• **JOB**: Rewrite the listing below with every "Quickstart" swapped for "Instructions", leaving everything else unchanged.
====
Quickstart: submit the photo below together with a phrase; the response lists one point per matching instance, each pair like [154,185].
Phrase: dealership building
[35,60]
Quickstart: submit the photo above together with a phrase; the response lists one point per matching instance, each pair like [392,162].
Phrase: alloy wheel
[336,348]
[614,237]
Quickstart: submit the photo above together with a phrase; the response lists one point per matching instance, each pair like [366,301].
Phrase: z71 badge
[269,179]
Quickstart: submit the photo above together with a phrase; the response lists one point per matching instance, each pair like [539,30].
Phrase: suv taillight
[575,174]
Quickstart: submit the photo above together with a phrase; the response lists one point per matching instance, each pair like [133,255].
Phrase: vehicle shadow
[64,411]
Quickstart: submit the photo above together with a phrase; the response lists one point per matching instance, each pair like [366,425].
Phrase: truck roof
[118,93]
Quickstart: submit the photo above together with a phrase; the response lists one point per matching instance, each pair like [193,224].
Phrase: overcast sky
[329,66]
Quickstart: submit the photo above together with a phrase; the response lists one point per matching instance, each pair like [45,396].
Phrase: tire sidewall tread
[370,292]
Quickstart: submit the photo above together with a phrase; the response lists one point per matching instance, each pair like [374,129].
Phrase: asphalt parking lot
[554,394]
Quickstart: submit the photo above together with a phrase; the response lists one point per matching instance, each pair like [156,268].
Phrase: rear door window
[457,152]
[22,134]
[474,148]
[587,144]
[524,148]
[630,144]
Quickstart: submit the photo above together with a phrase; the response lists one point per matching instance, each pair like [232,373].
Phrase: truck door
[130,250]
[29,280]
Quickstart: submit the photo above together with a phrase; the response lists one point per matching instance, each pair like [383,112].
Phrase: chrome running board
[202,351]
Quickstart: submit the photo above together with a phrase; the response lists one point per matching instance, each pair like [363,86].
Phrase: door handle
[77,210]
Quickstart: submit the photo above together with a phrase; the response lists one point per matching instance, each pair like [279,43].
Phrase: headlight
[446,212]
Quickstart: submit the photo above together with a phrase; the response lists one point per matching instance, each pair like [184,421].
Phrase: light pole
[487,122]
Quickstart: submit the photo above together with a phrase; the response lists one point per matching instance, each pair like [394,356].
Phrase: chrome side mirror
====
• **SOLUTION TO THE PROBLEM**:
Instructions: submit the photo below together with a phrase; the response lists one point per matching instance, each pair like [154,185].
Phrase: dealership building
[35,60]
Instructions: submit the photo above together with a phrase; the response lists one point per matching instance, each pair like [392,162].
Phrase: alloy wheel
[336,348]
[614,237]
Instructions: submit the photo above together with a phrase; the response lists one point per matching instance, each pair like [366,301].
Phrase: z71 badge
[269,179]
Instructions: submit the photo above together with a phrase; the response lists one point per matching instance, each pair like [539,30].
Phrase: suv taillight
[575,174]
Instructions: submit the photo above together with a phrase; the response lists one point per matching instance, each pair like [133,255].
Phrase: vehicle shadow
[64,411]
Instructions: submit the photo above together with a phrase; the response lists one point per matching instance, each pair like [366,425].
Phrase: truck roof
[118,93]
Instructions: submit the photo above together with a phrase; the response lists one point per matching instance, each pair like [193,224].
Phrase: overcast sky
[329,66]
Instructions: submit the photo above together with a phrase; the response lists one point per matching instance, each pair like [45,396].
Phrase: tire sidewall tread
[370,292]
Instructions: submit the photo above together with a phrase; the response lists one point per matching instance, each pair like [374,129].
Phrase: asphalt parking lot
[554,394]
Instructions: submit the photo above together with a phrase; the response lists one point per matching instance, each pair like [156,268].
Phrase: rear door window
[457,152]
[22,134]
[474,148]
[587,144]
[524,148]
[630,144]
Instructions: submit the photo above together with a phrase; the response lists one point per matching instance, each pair like [232,373].
Phrase: truck door
[130,250]
[29,280]
Instructions: submit the photo above together with a phrase; the response lists one point per matching instance, each pair like [383,112].
Phrase: chrome running board
[202,351]
Instructions: submit the photo above together with a phrase; the response lists one point per matching instance, each pair like [363,86].
Phrase: door handle
[77,210]
Instructions: submit the photo above together with a phrase; the response lists one point per matching instance, each pair like [279,43].
Phrase: headlight
[446,212]
Instructions: submit the photo above together with a phrase; the response lists one point per matching instance, each pair like [184,421].
Phrase: light pole
[487,122]
Instructions: submit the photo above together with a phrase; the response lists one point per matching instance, each pair like [394,356].
Phrase: chrome side mirror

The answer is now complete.